-- start Text block --

Reward recipes
The five server-side reward recipes that turn a rollout into a score, plus Worlds reward policies for live RL.
RL jobs use a reward recipe to turn each rollout completion into a float reward. Pick one by name when you submit:
dn train rl ... --reward-recipe task_verifier_v1Pass parameters as a JSON object when the recipe needs configuration:
dn train rl ... --reward-recipe contains_v1 \ --reward-params '{"needle": "flag", "reward_if_true": 1.0, "reward_if_false": 0.0}'Every recipe receives the completion text plus the dataset row (for prompt-dataset RL) or the task definition (for verifier-driven RL). Recipes return a single float the optimizer maximizes.
Training and optimization share four of these recipes; the
fifth — task_verifier_v1 — is training-specific.

-- end Text block --
-- start Material supplied --

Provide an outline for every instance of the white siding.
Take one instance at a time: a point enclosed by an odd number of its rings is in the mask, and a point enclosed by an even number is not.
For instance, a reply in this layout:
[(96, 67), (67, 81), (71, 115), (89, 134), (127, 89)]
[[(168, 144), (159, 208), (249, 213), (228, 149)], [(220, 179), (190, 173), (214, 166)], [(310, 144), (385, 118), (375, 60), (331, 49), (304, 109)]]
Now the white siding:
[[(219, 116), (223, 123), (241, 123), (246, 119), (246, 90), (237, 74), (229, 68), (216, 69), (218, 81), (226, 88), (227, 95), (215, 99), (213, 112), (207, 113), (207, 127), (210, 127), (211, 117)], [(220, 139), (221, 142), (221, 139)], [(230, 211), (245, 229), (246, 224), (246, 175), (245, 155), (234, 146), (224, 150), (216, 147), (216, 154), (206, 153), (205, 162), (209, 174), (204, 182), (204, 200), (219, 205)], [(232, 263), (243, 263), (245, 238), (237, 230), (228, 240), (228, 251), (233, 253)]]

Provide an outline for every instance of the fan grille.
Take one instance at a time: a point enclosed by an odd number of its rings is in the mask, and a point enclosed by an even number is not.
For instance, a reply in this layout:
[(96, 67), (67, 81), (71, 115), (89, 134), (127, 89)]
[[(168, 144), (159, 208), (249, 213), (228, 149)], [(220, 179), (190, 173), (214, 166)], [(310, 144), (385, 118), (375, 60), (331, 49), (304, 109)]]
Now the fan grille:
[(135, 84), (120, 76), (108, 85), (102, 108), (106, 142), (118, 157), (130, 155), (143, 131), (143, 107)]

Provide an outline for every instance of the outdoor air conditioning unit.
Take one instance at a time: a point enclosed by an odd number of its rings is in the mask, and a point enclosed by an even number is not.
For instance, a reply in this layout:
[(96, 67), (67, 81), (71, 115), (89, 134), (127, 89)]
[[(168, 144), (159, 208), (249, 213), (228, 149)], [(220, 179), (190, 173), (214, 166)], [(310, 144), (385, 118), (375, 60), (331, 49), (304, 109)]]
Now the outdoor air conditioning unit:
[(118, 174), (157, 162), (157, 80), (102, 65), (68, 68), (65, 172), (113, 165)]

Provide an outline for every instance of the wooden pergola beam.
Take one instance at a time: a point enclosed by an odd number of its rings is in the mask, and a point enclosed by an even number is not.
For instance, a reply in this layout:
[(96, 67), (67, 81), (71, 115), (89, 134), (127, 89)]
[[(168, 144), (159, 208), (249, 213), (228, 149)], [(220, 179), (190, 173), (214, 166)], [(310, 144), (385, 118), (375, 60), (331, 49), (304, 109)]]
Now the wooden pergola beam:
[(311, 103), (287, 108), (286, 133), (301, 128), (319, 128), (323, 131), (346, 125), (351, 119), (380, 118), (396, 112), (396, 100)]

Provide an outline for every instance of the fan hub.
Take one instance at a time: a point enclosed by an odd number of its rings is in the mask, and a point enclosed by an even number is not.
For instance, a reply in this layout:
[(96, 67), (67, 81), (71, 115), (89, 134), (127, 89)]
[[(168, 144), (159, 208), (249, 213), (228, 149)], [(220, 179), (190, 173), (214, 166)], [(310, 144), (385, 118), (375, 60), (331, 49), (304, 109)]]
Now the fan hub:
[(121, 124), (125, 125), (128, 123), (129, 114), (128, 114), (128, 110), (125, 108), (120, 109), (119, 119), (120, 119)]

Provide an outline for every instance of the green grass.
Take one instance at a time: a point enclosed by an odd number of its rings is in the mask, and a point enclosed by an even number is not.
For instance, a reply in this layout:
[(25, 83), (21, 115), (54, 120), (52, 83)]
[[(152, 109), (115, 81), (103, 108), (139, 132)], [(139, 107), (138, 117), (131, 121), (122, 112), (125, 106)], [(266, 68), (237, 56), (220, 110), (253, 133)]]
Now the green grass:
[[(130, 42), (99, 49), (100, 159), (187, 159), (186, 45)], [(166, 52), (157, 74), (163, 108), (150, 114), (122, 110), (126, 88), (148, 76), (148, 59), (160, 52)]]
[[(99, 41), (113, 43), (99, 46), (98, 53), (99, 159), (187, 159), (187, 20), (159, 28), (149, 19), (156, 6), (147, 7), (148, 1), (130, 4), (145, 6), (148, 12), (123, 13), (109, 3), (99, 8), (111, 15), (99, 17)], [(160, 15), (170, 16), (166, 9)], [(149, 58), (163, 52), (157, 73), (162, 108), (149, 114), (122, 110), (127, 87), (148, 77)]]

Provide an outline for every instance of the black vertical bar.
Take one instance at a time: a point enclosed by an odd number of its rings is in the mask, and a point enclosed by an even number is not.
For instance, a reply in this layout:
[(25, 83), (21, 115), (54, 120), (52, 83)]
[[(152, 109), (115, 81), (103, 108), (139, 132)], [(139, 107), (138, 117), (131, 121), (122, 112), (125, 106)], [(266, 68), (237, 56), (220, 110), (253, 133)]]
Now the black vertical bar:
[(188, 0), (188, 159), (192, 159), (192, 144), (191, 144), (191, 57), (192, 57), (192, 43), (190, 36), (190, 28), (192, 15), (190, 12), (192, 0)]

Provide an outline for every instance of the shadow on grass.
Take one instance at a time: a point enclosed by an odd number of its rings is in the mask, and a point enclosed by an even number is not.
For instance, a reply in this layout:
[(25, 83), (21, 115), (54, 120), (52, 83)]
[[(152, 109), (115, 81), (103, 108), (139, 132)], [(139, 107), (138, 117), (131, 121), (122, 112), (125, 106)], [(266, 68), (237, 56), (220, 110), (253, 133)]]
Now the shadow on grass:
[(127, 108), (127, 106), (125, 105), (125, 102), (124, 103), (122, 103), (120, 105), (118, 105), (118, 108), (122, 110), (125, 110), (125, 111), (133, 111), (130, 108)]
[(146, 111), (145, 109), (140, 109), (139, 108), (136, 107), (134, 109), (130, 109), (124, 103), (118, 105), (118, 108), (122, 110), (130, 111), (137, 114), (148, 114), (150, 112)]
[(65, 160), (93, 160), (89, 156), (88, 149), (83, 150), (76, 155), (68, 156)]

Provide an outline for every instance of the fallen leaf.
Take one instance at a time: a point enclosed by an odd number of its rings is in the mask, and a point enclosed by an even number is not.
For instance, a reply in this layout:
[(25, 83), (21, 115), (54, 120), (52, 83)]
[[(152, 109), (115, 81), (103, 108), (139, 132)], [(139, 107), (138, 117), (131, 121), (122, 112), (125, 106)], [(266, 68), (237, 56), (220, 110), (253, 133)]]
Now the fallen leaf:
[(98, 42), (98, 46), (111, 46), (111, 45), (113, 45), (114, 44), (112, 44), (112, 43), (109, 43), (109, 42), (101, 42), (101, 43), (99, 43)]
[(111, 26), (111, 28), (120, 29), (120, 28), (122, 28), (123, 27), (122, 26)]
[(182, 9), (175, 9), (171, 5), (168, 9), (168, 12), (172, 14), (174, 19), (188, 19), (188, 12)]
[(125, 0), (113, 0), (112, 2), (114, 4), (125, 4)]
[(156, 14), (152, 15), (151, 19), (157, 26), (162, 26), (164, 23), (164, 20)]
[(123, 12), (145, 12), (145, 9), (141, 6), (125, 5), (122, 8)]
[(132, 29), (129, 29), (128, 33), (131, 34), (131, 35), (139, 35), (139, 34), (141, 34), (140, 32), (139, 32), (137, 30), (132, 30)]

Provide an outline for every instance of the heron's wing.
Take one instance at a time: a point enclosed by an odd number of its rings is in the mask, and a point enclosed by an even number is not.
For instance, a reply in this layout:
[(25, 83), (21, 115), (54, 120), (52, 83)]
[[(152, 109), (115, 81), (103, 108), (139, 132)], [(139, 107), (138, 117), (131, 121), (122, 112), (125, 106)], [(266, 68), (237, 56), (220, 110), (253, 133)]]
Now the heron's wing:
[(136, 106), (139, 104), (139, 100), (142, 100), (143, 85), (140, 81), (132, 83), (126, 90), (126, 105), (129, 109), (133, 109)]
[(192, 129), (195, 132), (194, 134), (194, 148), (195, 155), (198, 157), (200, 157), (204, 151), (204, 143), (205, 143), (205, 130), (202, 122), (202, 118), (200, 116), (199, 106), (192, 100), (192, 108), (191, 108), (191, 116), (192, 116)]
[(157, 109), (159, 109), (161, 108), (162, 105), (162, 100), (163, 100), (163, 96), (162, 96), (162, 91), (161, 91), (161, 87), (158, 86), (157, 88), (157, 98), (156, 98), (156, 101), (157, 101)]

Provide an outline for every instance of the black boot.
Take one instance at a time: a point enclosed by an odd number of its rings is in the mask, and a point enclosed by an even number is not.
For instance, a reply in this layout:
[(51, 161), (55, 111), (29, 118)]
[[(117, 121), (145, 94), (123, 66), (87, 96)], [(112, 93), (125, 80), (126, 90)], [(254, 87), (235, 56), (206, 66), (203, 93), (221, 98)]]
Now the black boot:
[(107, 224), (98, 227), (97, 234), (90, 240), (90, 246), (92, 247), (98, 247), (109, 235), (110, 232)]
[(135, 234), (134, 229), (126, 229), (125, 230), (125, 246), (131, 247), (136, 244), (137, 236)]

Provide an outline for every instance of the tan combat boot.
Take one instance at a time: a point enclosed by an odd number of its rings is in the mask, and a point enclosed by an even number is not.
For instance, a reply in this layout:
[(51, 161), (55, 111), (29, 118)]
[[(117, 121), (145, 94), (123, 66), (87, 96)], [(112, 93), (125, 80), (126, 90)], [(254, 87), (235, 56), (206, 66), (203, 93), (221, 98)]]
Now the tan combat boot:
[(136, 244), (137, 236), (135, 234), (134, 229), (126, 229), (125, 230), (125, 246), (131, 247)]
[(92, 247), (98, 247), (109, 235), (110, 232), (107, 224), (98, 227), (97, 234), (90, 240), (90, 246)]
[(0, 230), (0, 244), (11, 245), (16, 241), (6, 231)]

-- end Material supplied --

What is asked:
a – Decide whether each statement agrees with the reward recipes text, answering yes or no and quoting the deciding words: (i) A recipe returns a single float that the optimizer maximizes. (ii) Training and optimization both use task_verifier_v1. (iii) Recipe parameters are passed as a YAML file.
b – Carry on the reward recipes text, starting right after its final sentence.
The entries are separate material from the reward recipes text.

Answers to the tasks:
a –
(i) Yes: "Recipes return a single float the optimizer maximizes."
(ii) No: "the fifth — task_verifier_v1 — is training-specific."
(iii) No: "Pass parameters as a JSON object when the recipe needs configuration"

b –
exact_match_v1
Section titled “exact_match_v1”Scores 1.0 when the completion exactly matches the expected answer after whitespace strip,
0.0 otherwise.
| Field | Type | Source |
|---|---|---|
params.expected | string | Optional global expected value. Falls back to the row’s expected_output. |
| Dataset column | — | expected_output — required when params.expected is not set. |
Use this when every prompt has one ground-truth answer and partial matches don’t count.
contains_v1
Section titled “contains_v1”Scores based on whether a fixed substring appears anywhere in the completion.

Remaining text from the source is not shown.